**Aim of the exercise:** Every line with "point" in it should be copied from the data.

>>>>

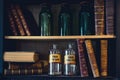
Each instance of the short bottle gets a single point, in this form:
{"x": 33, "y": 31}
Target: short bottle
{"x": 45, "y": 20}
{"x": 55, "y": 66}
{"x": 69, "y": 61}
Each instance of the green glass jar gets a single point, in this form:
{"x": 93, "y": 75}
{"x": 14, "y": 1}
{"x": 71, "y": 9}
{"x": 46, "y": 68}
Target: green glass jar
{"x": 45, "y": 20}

<<<<
>>>>

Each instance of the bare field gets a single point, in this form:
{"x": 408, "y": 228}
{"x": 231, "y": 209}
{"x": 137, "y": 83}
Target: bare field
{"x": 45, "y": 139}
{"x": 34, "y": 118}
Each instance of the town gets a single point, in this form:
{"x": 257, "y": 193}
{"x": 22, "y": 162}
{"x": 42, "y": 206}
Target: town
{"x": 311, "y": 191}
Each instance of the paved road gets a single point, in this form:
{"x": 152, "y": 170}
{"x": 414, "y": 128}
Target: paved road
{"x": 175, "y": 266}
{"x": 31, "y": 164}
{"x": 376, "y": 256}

<<<<
>>>>

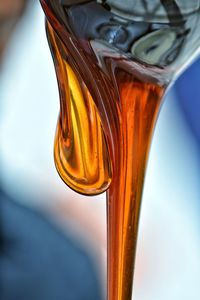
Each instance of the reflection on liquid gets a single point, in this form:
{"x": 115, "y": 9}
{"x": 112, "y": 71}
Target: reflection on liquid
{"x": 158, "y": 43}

<<<<

**The completed task:**
Each instance of the short bottle gets a single point, in this form:
Each instance of the green glass jar gets a single point, in this form:
Each instance of the bare field gets a single point, in this form:
Each instance of the town gets a single point, in this form:
Each instance of the paved road gets a single point, in this form:
Each instance of the reflection on liquid gets a single point, in this form:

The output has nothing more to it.